Repeat exactly the lines of the listing from the line containing "Expected: for every instance of the airport" through its last line, and nothing beyond them.

___ Data entries ___

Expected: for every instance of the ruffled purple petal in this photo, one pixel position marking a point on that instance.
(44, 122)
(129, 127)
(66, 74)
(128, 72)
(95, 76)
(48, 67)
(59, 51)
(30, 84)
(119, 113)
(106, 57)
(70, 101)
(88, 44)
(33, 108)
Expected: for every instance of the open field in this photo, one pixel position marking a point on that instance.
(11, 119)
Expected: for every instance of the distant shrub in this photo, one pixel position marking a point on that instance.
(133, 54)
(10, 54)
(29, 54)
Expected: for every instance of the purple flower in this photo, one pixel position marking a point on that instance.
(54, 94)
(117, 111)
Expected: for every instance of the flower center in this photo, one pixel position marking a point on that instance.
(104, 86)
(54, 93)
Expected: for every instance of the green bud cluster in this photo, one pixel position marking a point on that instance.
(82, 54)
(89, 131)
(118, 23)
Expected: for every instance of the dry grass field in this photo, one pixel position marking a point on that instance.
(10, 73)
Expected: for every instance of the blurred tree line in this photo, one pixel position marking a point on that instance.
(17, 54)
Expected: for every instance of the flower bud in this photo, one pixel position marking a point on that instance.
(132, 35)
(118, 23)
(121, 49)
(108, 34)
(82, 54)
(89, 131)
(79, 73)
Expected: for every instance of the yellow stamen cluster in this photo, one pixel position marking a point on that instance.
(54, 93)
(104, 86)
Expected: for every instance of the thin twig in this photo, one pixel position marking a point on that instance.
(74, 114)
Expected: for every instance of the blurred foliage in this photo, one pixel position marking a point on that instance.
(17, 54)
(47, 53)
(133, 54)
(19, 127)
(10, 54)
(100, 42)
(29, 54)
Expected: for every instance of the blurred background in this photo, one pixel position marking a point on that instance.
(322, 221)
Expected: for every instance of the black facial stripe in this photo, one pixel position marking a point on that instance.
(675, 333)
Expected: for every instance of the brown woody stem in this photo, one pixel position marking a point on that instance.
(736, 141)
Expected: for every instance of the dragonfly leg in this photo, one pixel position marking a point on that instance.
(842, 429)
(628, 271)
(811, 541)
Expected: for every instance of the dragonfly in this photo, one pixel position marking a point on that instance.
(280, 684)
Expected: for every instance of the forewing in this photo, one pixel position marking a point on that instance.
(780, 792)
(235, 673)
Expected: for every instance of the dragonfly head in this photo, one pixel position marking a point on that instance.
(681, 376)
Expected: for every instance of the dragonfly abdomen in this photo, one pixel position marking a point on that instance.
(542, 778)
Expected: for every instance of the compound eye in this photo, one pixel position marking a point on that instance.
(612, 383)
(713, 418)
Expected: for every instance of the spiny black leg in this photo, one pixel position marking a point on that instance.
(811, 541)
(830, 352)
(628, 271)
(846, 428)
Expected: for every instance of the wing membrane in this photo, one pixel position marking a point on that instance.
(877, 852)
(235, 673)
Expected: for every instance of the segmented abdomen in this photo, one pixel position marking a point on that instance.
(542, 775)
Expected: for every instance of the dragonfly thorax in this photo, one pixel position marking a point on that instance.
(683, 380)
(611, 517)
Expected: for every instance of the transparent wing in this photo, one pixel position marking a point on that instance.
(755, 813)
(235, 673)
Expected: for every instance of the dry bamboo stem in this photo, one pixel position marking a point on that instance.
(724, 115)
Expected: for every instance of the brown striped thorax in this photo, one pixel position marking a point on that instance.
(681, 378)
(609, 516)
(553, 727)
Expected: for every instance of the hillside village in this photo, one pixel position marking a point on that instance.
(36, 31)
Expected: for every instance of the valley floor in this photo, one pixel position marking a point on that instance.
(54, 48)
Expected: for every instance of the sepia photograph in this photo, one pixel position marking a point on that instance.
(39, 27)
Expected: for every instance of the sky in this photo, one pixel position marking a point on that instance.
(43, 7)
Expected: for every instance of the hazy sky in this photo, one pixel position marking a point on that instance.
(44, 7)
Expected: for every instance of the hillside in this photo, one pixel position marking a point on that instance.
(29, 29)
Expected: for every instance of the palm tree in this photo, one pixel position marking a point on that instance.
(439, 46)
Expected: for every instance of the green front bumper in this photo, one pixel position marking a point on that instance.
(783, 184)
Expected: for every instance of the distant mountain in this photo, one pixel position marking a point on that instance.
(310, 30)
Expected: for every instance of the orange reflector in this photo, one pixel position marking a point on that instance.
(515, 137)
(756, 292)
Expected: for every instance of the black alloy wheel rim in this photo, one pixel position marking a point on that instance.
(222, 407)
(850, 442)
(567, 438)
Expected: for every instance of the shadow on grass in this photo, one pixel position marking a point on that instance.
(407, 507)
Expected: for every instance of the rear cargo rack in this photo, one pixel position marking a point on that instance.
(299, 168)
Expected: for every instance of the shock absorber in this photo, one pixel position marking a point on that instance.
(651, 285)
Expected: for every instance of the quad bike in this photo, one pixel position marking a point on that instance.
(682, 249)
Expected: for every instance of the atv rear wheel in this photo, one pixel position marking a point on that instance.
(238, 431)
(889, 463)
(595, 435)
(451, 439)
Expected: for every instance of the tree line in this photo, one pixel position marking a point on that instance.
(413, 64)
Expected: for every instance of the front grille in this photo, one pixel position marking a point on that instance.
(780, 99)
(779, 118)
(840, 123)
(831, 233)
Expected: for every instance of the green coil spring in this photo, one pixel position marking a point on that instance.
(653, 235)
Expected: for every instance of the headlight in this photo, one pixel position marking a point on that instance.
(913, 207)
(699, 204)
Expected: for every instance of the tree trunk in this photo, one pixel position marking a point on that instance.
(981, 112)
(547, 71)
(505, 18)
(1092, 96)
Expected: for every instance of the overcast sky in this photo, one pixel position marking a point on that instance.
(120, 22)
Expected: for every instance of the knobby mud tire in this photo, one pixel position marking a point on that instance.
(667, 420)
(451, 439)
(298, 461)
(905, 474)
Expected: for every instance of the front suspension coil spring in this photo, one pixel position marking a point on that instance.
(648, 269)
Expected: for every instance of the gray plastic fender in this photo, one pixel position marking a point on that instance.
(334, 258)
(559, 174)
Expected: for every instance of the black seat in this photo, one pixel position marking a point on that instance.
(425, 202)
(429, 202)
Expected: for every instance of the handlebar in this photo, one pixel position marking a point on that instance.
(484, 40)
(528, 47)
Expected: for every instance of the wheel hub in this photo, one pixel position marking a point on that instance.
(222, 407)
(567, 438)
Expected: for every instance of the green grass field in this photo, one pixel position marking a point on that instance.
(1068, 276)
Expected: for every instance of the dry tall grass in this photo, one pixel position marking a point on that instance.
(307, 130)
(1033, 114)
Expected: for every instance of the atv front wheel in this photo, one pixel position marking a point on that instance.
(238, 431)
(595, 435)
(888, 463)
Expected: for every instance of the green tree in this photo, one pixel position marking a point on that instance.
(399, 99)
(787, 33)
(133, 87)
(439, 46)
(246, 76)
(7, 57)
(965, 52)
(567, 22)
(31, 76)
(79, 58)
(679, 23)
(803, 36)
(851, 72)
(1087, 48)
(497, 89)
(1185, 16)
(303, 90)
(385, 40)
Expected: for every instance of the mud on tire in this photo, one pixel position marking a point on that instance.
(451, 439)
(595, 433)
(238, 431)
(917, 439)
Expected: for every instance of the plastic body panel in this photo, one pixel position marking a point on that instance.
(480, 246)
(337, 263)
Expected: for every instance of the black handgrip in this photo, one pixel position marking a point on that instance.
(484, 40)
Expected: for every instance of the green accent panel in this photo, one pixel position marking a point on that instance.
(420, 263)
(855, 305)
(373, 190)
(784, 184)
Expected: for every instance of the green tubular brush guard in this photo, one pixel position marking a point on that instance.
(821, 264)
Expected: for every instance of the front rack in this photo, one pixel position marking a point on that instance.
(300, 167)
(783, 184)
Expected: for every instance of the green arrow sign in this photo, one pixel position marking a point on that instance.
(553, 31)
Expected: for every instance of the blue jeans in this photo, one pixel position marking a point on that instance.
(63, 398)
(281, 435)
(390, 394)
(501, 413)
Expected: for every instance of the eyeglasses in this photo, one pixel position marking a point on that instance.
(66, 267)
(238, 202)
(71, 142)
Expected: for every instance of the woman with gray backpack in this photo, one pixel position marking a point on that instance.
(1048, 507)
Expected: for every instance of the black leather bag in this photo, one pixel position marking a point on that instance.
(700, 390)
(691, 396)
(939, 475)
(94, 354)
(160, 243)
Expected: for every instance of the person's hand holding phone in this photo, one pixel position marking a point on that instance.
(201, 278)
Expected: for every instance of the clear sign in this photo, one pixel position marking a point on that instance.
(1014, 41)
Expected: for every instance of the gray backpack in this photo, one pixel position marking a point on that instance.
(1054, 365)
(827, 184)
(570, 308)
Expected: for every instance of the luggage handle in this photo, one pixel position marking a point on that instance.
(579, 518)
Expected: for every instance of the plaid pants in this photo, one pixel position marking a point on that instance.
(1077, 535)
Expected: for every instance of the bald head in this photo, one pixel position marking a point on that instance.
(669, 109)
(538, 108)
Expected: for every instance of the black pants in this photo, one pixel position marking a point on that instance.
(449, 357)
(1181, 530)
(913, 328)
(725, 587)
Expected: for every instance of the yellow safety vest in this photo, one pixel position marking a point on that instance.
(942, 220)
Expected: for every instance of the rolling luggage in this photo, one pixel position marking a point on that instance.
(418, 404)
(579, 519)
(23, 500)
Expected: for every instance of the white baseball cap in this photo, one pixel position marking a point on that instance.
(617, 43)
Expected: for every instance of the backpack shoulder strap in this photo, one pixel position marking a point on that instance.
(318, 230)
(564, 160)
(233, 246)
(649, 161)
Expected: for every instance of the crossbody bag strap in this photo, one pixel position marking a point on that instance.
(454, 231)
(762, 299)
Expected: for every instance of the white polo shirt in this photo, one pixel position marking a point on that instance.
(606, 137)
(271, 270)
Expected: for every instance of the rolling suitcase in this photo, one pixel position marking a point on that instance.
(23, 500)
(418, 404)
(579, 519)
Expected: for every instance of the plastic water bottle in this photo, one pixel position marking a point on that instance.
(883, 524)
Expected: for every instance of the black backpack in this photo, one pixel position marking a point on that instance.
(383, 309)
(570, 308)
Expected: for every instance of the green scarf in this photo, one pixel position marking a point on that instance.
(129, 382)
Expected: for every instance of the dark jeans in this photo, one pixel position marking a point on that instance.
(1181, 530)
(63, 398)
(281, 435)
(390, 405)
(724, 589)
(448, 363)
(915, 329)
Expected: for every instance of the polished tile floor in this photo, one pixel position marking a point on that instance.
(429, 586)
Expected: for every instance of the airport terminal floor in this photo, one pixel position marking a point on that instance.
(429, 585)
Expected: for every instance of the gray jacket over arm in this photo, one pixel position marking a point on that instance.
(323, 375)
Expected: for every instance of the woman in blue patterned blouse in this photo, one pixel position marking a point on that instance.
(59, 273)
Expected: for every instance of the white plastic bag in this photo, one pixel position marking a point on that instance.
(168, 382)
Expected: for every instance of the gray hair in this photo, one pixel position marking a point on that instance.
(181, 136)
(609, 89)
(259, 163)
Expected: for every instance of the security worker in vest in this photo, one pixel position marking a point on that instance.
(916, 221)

___

# Correct answer
Expected: for every instance of the airport terminal floor in this photo, one pixel position marking a point on that instance.
(429, 585)
Expected: for every instance of the gray jacket over arm in this photo, one pixel position marking a point on that instance.
(323, 375)
Expected: for every instance of the woman in blue patterned blouse in this photo, one pixel position marking a point on that instance.
(59, 273)
Expected: for every instance of the white plastic bag in this photo, one pixel position marking a point on that instance.
(168, 382)
Expected: for every instance of the gray hair in this photo, one pixel position marking a point on that instance.
(181, 136)
(609, 89)
(259, 163)
Expected: for every instance of the security worker in vest in this photo, one pixel position marking a point on that instance.
(916, 221)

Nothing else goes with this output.